Activity: Reproduce the video-translate package metadata below verbatim, from its first line to its last.

Page extract:
# # # # #

Metadata-Version: 2.4
Name: video-translate
Version: 1.1.1
Summary: 视频英文字幕翻译为中文字幕工具
Project-URL: Homepage, https://github.com/innovationmech/video-translate
Project-URL: Repository, https://github.com/innovationmech/video-translate
Project-URL: Issues, https://github.com/innovationmech/video-translate/issues
Author: Video Translate Team
License: MIT
License-File: LICENSE
Keywords: deepseek,subtitle,translation,video,whisper
Classifier: Development Status :: 4 - Beta
Classifier: Intended Audience :: End Users/Desktop
Classifier: License :: OSI Approved :: MIT License
Classifier: Operating System :: OS Independent
Classifier: Programming Language :: Python :: 3
Classifier: Programming Language :: Python :: 3.10
Classifier: Programming Language :: Python :: 3.11
Classifier: Programming Language :: Python :: 3.12
Classifier: Topic :: Multimedia :: Video
Classifier: Topic :: Text Processing :: Linguistic
Requires-Python: >=3.10
Requires-Dist: openai-whisper>=20231117
Requires-Dist: openai>=1.0.0
Requires-Dist: torch>=2.0.0
Provides-Extra: dev
Requires-Dist: black>=23.0.0; extra == 'dev'
Requires-Dist: mypy>=1.0.0; extra == 'dev'
Requires-Dist: pytest-cov>=4.0.0; extra == 'dev'
Requires-Dist: pytest>=7.0.0; extra == 'dev'
Requires-Dist: ruff>=0.1.0; extra == 'dev'
Description-Content-Type: text/markdown

# 🎬 Video Subtitle Translation Tool

Automatically transcribe video audio, translate to target language, and generate subtitle files or embed them into videos. **Supports translation between 18 languages**.

# # # # #

Supplied material:
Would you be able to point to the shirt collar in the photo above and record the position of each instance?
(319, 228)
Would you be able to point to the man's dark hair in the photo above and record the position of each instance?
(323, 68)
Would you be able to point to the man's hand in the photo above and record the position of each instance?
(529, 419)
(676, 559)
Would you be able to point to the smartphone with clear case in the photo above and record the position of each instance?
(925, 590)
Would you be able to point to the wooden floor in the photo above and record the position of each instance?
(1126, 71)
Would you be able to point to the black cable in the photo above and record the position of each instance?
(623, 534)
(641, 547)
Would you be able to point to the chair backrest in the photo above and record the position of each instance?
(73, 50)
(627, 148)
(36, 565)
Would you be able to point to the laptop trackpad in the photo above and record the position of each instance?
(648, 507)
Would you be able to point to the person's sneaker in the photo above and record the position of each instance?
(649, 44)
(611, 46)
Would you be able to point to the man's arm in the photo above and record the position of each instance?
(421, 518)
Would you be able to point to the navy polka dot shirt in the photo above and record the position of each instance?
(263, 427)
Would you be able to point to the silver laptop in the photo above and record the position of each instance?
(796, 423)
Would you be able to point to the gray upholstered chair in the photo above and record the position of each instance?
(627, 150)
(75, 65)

# # # # #

Response area:
Metadata-Version: 2.4
Name: video-translate
Version: 1.1.1
Summary: 视频英文字幕翻译为中文字幕工具
Project-URL: Homepage, https://github.com/innovationmech/video-translate
Project-URL: Repository, https://github.com/innovationmech/video-translate
Project-URL: Issues, https://github.com/innovationmech/video-translate/issues
Author: Video Translate Team
License: MIT
License-File: LICENSE
Keywords: deepseek,subtitle,translation,video,whisper
Classifier: Development Status :: 4 - Beta
Classifier: Intended Audience :: End Users/Desktop
Classifier: License :: OSI Approved :: MIT License
Classifier: Operating System :: OS Independent
Classifier: Programming Language :: Python :: 3
Classifier: Programming Language :: Python :: 3.10
Classifier: Programming Language :: Python :: 3.11
Classifier: Programming Language :: Python :: 3.12
Classifier: Topic :: Multimedia :: Video
Classifier: Topic :: Text Processing :: Linguistic
Requires-Python: >=3.10
Requires-Dist: openai-whisper>=20231117
Requires-Dist: openai>=1.0.0
Requires-Dist: torch>=2.0.0
Provides-Extra: dev
Requires-Dist: black>=23.0.0; extra == 'dev'
Requires-Dist: mypy>=1.0.0; extra == 'dev'
Requires-Dist: pytest-cov>=4.0.0; extra == 'dev'
Requires-Dist: pytest>=7.0.0; extra == 'dev'
Requires-Dist: ruff>=0.1.0; extra == 'dev'
Description-Content-Type: text/markdown

# 🎬 Video Subtitle Translation Tool

Automatically transcribe video audio, translate to target language, and generate subtitle files or embed them into videos. **Supports translation between 18 languages**.